[What is being asked] Output exactly the lines between the line that contains "ear shown in this photo?" and the last line of the material, counting both.

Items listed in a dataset
++++

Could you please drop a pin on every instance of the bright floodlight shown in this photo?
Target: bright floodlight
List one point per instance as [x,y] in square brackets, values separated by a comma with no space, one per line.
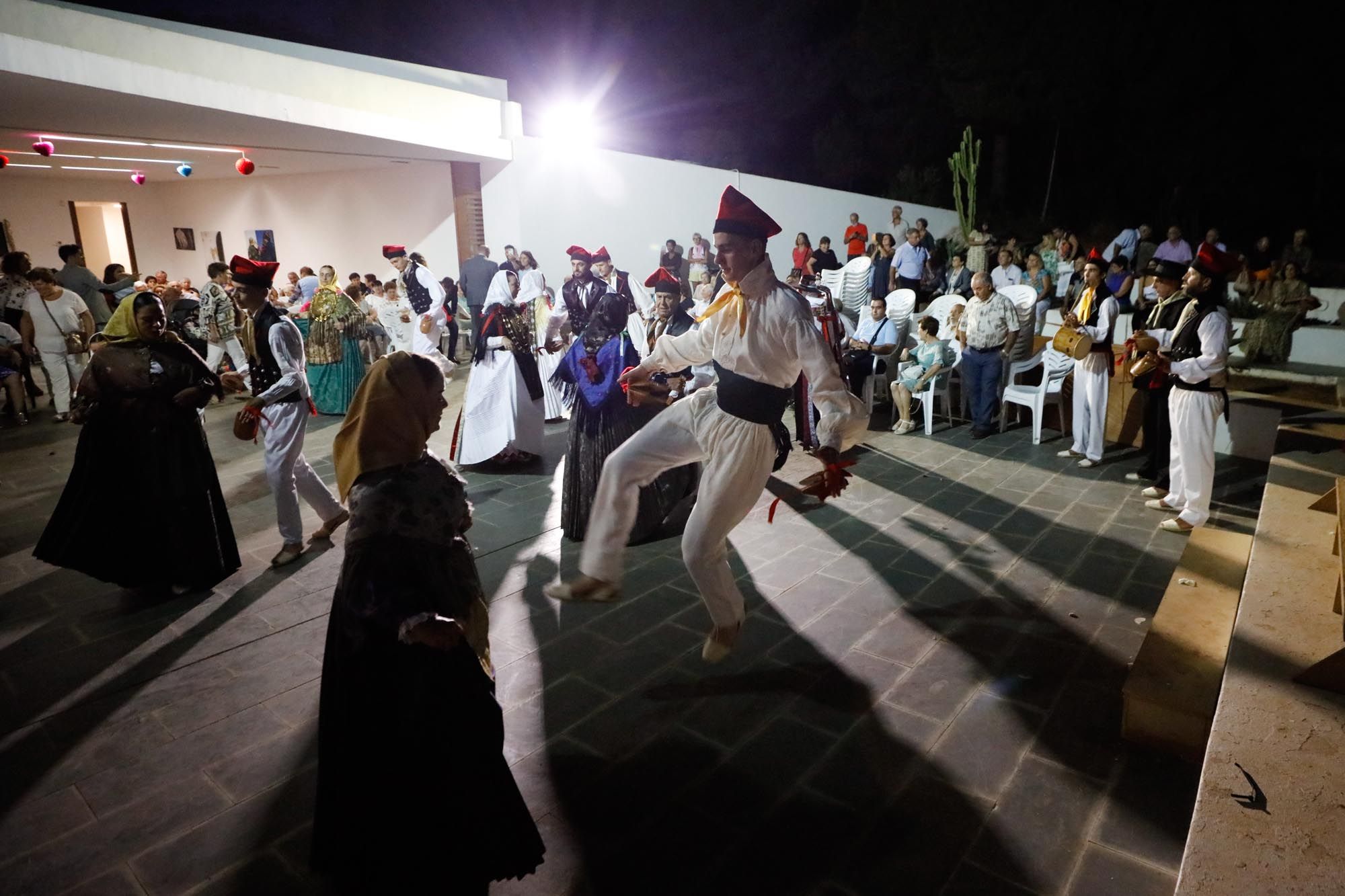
[571,123]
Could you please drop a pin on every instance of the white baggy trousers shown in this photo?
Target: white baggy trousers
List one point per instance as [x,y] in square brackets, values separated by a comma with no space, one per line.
[287,470]
[1090,405]
[216,353]
[738,456]
[1194,416]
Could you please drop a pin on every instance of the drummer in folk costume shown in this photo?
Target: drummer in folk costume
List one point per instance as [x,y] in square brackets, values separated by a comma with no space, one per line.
[282,400]
[759,335]
[426,295]
[1198,353]
[1153,386]
[1093,315]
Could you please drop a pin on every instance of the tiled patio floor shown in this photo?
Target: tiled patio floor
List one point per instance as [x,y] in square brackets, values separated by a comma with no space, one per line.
[926,698]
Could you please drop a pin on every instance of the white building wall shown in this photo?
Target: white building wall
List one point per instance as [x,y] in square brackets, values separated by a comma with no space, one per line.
[340,218]
[548,200]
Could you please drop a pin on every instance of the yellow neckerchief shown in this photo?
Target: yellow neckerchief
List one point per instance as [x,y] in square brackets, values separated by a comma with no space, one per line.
[731,296]
[1083,309]
[735,298]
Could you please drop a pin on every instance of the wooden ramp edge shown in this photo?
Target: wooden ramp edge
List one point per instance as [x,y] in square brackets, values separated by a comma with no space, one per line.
[1172,690]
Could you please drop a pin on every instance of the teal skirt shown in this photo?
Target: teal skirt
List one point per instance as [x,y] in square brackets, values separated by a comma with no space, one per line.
[336,385]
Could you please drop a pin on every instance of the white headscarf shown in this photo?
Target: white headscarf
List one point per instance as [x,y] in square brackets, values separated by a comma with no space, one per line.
[500,292]
[531,286]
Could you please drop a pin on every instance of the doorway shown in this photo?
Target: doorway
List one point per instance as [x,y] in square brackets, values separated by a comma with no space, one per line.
[103,231]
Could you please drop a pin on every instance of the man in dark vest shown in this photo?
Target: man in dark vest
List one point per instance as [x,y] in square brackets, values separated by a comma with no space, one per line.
[276,368]
[618,282]
[1196,349]
[475,282]
[1153,386]
[579,298]
[426,295]
[761,337]
[668,318]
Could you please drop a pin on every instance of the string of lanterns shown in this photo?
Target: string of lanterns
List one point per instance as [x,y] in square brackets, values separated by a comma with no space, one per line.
[46,149]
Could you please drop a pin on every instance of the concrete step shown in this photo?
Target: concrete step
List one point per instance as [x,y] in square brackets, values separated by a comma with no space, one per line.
[1171,694]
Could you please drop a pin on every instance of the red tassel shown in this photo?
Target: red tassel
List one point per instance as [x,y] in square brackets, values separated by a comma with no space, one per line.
[453,446]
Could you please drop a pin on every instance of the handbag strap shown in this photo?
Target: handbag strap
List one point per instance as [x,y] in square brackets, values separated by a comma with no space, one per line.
[45,303]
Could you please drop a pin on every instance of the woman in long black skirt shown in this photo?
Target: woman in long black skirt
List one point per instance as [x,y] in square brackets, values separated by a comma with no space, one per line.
[414,791]
[602,420]
[143,459]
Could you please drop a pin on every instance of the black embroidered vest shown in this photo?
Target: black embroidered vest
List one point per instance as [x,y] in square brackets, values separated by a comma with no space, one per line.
[416,292]
[263,369]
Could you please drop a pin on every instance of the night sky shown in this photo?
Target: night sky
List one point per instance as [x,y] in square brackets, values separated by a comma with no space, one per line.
[1191,114]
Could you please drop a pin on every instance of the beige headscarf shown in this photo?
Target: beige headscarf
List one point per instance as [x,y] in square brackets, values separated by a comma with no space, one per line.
[388,423]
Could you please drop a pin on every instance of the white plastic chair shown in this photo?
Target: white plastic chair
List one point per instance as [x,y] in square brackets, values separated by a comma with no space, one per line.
[899,302]
[937,388]
[1024,299]
[1055,369]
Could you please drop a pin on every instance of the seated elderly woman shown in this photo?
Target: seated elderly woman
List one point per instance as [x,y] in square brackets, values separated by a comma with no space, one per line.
[931,360]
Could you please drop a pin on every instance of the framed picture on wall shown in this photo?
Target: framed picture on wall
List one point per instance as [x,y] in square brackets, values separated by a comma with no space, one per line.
[262,245]
[215,241]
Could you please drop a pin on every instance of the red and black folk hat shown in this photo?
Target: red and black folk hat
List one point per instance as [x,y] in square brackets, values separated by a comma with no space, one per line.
[742,216]
[254,274]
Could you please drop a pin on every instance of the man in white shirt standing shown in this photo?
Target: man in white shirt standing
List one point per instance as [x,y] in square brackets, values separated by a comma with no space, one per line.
[282,403]
[909,266]
[988,331]
[1125,244]
[1198,349]
[1008,274]
[50,314]
[761,337]
[876,337]
[1096,315]
[85,284]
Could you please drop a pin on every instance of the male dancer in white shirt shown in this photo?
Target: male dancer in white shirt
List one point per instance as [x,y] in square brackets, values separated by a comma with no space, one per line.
[759,334]
[276,368]
[1096,315]
[426,295]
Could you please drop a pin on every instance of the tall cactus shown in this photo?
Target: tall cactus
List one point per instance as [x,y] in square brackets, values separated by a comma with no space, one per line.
[964,166]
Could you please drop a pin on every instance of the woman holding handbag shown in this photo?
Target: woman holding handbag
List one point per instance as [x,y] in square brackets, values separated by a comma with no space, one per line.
[56,330]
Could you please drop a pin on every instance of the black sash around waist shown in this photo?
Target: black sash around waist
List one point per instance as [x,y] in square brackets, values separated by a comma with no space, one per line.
[748,399]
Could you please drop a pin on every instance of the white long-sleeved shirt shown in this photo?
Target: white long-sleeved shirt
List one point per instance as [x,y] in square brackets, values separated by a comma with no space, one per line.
[779,343]
[436,294]
[1217,331]
[1101,334]
[287,345]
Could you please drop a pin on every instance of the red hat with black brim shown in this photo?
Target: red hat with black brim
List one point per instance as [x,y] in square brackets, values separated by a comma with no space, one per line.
[1213,263]
[662,282]
[742,216]
[254,274]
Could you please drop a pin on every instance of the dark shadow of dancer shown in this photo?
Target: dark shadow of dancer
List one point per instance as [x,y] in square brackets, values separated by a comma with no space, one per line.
[30,755]
[670,776]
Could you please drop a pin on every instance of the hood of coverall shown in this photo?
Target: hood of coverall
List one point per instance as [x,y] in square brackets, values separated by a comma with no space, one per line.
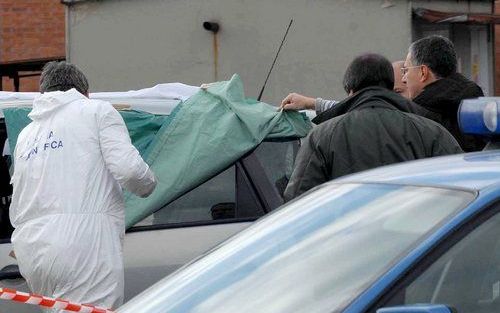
[49,102]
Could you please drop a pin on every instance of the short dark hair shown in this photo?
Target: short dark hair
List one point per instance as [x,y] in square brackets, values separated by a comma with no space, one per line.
[437,52]
[62,76]
[367,70]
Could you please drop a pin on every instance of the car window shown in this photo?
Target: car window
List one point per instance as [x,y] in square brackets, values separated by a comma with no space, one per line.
[277,159]
[225,196]
[466,277]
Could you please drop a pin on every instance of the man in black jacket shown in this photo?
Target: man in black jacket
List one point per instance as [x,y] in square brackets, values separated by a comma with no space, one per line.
[372,127]
[430,72]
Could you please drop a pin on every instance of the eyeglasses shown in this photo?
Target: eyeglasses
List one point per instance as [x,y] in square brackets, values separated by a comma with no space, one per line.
[404,70]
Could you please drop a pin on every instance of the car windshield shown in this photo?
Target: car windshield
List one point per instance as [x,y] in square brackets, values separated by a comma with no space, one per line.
[315,254]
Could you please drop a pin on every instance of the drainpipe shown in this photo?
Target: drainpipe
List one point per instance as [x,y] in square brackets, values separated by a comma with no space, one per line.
[214,28]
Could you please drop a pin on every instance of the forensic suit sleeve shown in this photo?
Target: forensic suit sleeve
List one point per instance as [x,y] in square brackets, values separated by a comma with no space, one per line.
[310,169]
[121,157]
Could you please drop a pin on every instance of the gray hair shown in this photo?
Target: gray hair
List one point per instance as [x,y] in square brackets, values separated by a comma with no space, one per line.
[62,76]
[437,52]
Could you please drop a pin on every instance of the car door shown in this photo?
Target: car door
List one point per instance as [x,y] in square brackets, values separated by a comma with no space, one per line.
[194,223]
[463,273]
[207,215]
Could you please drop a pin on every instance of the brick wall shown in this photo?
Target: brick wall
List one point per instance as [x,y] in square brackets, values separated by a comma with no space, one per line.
[31,29]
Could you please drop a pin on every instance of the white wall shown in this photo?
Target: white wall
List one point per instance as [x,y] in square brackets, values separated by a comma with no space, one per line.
[129,44]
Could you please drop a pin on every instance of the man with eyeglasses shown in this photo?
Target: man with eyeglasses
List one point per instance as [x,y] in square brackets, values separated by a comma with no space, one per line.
[430,73]
[372,127]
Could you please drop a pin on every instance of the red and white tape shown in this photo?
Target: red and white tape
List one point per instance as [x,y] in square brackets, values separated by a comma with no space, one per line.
[46,302]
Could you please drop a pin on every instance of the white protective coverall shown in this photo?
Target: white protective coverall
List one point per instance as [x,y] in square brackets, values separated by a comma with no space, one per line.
[67,204]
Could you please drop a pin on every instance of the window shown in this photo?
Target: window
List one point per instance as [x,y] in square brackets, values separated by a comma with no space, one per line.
[466,277]
[277,159]
[225,196]
[241,191]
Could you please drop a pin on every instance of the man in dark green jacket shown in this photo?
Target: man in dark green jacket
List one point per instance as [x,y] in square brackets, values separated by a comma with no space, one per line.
[372,127]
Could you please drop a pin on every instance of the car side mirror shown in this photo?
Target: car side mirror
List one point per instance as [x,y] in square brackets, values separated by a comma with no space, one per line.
[418,308]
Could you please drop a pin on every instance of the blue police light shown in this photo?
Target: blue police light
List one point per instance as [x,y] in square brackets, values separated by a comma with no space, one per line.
[479,117]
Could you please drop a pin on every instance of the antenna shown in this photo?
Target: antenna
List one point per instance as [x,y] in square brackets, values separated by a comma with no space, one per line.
[275,58]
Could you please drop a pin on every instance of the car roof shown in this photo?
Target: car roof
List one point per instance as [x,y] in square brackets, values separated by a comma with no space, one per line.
[470,171]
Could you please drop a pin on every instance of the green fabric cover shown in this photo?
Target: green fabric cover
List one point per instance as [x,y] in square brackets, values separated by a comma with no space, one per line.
[200,138]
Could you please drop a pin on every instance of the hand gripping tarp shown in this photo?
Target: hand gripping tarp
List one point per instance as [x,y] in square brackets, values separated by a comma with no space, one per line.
[202,137]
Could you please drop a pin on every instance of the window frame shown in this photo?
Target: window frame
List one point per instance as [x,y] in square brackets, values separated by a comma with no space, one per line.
[432,255]
[253,174]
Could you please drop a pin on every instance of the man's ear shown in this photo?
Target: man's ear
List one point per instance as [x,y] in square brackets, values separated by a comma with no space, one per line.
[425,73]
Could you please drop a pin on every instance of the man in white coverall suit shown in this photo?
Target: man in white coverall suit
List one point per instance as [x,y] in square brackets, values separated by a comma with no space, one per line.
[67,204]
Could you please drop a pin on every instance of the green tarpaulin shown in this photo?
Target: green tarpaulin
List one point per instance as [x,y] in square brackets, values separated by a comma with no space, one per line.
[200,138]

++++

[Exercise result]
Could you please drop a pin on every instance of the man's ear shown in this photo?
Target: man's ear
List one point per instance as [x,y] in square brackets, values separated by a comma with no space, one per line.
[425,73]
Could you please drop a pin on every instance of the man in white coverall suit shown in this photo?
Target: man in white coverall suit
List one point per instance as [x,y] in square brackets, values separated by a comma with no space, one per line.
[67,204]
Could you please drop a pin on every instance of the green tarpaulin shown in this photo?
Target: green tarpaulin
List one point per instance as [x,y] in square brackets, values separated by a comma with no space, one per line.
[200,138]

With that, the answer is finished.